• EXERCISE INSTRUCTIONS
Starting at the line below that contains "Task: indicate one point on every instance of the ice surface", print each line through the end of the records exactly as it appears.
########################################
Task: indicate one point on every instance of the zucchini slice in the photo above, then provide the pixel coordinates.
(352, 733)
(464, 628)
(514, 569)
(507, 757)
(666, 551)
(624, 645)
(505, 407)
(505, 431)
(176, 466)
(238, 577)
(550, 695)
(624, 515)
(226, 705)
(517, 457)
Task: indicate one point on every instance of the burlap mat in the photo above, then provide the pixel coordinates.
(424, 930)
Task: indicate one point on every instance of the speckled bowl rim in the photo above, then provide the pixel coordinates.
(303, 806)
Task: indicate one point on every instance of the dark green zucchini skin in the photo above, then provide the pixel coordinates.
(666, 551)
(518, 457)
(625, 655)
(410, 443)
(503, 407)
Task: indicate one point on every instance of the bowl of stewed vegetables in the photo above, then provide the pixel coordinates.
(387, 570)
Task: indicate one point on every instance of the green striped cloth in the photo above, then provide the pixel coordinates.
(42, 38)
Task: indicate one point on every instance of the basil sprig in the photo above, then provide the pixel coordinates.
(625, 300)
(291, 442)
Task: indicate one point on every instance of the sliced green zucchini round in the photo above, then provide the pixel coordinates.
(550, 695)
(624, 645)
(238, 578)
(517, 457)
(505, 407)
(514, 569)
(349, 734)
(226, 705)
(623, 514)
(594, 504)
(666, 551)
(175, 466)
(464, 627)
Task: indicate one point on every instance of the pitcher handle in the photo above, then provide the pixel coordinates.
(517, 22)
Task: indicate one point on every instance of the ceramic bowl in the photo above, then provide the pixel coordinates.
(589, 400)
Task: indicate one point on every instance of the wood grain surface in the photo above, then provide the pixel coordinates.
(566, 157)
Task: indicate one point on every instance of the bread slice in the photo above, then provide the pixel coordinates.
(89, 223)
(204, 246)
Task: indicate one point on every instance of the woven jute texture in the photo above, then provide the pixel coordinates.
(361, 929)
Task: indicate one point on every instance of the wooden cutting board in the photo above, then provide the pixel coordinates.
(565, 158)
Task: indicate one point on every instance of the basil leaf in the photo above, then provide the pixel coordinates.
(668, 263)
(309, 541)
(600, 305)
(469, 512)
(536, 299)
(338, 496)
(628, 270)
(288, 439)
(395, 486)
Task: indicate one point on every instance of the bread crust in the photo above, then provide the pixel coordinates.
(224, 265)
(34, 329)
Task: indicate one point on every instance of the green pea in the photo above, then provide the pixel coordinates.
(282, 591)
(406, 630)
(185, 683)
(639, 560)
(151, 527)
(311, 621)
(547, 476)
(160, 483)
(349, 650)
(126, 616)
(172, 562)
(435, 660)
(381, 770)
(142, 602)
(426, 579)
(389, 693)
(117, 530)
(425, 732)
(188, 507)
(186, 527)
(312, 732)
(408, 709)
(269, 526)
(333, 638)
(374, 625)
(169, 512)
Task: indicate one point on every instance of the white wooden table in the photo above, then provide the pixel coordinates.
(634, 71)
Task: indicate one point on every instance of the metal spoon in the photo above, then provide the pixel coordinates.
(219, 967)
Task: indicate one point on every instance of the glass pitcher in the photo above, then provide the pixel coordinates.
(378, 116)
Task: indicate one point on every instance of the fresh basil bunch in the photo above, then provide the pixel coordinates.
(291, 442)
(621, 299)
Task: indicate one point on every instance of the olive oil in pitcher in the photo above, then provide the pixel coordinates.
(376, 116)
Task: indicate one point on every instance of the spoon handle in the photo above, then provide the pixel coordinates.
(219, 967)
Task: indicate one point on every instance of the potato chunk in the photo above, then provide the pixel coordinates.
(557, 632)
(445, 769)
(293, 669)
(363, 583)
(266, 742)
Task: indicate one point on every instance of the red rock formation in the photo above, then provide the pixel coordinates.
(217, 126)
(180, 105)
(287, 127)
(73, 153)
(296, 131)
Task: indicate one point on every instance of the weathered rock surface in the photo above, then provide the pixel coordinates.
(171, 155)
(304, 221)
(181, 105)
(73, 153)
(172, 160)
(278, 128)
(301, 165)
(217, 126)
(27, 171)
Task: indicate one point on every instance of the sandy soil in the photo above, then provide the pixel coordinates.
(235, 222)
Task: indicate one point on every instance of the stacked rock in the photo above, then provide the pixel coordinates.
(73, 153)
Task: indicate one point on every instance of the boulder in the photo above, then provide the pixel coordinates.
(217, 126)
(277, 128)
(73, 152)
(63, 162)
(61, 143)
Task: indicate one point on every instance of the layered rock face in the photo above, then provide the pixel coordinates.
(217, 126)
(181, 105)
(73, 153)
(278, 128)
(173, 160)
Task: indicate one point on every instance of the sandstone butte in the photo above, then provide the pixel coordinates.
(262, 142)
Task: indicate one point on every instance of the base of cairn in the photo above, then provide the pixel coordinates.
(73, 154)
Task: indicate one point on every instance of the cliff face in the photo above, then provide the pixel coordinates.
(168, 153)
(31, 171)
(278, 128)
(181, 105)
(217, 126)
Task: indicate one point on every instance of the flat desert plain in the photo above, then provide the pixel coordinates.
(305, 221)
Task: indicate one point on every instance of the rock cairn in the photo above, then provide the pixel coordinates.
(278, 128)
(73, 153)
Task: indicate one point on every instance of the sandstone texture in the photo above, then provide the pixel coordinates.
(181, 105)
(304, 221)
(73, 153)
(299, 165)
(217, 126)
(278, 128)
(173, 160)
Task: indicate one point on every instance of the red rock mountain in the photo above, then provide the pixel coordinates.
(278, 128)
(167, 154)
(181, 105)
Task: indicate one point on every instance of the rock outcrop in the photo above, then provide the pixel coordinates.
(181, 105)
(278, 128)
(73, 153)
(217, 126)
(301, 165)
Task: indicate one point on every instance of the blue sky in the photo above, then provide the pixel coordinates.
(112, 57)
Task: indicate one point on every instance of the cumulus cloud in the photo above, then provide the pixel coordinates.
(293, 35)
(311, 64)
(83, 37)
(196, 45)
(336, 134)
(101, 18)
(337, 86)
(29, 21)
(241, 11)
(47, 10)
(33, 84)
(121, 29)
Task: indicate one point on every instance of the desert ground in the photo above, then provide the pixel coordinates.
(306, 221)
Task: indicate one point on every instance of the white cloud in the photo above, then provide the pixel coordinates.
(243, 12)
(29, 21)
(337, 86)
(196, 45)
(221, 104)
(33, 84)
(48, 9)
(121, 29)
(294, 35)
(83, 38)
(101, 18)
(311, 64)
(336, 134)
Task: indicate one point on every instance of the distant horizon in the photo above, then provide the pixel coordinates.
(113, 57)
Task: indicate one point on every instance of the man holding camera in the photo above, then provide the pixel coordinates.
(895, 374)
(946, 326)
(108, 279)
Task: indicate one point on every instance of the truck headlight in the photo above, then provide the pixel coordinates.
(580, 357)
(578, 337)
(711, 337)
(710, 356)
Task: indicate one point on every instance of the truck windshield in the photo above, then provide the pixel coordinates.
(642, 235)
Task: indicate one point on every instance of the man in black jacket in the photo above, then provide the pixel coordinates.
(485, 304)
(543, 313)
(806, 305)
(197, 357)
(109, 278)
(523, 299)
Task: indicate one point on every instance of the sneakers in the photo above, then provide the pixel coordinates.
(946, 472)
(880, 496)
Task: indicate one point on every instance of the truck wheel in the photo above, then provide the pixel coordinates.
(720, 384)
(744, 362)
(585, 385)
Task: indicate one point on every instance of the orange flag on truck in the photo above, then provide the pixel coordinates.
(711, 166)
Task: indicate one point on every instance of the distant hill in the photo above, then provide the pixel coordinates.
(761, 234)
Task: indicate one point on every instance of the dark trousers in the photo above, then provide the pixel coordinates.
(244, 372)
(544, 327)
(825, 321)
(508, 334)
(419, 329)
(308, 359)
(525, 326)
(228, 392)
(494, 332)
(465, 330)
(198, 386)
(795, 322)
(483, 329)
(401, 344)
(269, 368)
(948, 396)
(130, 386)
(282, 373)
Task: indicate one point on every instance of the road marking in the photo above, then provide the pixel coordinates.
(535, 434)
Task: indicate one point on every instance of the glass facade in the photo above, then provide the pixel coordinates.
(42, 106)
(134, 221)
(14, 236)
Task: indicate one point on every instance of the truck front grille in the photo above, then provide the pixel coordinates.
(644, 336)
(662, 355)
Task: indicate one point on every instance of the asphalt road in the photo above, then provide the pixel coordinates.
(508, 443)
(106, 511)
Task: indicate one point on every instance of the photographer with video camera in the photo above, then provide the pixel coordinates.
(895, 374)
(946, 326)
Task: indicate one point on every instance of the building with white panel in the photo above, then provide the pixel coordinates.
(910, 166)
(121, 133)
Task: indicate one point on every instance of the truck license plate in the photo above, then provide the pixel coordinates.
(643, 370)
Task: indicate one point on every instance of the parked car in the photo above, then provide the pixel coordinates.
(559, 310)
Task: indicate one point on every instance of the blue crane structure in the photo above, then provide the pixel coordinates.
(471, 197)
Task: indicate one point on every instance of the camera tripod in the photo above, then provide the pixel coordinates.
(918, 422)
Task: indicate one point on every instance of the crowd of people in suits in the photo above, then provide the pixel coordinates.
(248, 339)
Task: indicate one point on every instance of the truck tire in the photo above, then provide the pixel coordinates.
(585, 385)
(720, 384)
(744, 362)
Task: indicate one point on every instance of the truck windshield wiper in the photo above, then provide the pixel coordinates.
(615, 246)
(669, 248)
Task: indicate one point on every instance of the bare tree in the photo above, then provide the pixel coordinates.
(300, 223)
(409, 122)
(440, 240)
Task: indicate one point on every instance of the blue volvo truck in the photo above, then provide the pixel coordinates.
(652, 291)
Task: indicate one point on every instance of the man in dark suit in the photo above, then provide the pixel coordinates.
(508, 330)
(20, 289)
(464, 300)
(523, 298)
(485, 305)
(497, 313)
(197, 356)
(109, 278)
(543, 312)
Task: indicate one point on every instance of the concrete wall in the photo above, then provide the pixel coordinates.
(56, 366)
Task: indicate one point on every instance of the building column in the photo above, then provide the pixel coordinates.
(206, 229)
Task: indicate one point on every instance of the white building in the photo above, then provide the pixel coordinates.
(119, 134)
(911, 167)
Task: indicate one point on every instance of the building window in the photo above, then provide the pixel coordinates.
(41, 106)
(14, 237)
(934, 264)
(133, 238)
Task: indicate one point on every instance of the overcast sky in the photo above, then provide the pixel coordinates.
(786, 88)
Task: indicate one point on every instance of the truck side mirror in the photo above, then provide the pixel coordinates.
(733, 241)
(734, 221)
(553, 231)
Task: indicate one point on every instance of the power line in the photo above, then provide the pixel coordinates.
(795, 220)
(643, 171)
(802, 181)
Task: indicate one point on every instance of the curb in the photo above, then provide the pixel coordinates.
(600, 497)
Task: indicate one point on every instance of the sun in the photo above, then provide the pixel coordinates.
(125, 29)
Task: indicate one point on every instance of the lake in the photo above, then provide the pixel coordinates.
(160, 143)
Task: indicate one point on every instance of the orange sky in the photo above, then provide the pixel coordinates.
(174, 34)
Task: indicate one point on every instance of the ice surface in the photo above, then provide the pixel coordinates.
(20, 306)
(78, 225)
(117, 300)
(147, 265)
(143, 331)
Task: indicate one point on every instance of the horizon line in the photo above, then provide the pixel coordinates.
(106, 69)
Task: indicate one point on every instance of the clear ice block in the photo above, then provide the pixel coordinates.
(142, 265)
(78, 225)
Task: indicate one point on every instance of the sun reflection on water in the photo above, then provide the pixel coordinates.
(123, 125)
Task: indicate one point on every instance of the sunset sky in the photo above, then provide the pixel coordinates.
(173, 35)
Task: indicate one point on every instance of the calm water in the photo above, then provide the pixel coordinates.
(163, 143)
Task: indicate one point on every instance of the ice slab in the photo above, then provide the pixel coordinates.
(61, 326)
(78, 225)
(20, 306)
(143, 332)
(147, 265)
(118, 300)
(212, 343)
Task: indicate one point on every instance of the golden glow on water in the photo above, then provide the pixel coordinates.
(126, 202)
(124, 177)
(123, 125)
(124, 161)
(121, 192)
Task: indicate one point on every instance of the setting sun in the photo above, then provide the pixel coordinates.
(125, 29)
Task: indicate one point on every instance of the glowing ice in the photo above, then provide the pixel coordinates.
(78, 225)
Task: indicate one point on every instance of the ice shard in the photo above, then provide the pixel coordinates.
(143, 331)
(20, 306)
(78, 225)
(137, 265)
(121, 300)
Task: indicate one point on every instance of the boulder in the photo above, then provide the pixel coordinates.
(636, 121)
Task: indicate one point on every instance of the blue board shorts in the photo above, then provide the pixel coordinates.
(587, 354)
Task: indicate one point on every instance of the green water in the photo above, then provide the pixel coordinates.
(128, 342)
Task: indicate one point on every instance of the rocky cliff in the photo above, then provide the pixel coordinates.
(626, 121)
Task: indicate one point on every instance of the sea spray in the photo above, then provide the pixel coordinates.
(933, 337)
########################################
• TASK ANSWER
Task: indicate one point on every instance of the ice surface in the photo above, then provide the pixel coordinates.
(20, 306)
(78, 225)
(117, 300)
(147, 265)
(143, 331)
Task: indicate one point on every instance of the horizon line in the photo above, then provide the pixel coordinates.
(106, 69)
Task: indicate one point on every instance of the clear ice block in the photo above, then provide the pixel coordinates.
(142, 265)
(78, 225)
Task: indicate one point on every instance of the sun reflection on water in the photo above, then provide the pixel coordinates.
(123, 125)
Task: indicate one point on every instance of the sunset sky in the photo above, then provide the pixel coordinates.
(173, 35)
Task: indicate one point on every instance of the calm water in the photo above, then provide the pixel coordinates.
(163, 143)
Task: indicate one point on every instance of the ice slab in the photo above, then provide the pixel coordinates.
(61, 326)
(78, 225)
(20, 306)
(143, 332)
(147, 265)
(118, 300)
(212, 343)
Task: indicate one point on every instance of the golden glow on water in the photo above, then provide the pixel coordinates.
(126, 202)
(124, 177)
(123, 125)
(124, 161)
(121, 192)
Task: indicate one point on every instance of the setting sun in the photo above, then provide the pixel coordinates.
(125, 29)
Task: indicate one point on every instance of the glowing ice in the photo above, then provide the pixel coordinates.
(78, 225)
Task: indicate one point on every instance of the ice shard in the photo above, then provide the pixel coordinates.
(143, 331)
(20, 306)
(78, 225)
(137, 265)
(121, 300)
Task: indicate one point on every instance of the boulder in the photo above, then provide the pixel coordinates.
(636, 121)
Task: indicate one point on every instance of the blue board shorts in the photo above, then provide the pixel coordinates.
(587, 354)
Task: indicate one point on every instance of the green water in the photo above, then provide the pixel coordinates.
(128, 342)
Task: indicate one point on every instance of the rocky cliff in the photo above, then provide the pixel coordinates.
(626, 121)
Task: indicate one point on every instance of the sea spray in the photo above, then provide the pixel coordinates.
(933, 337)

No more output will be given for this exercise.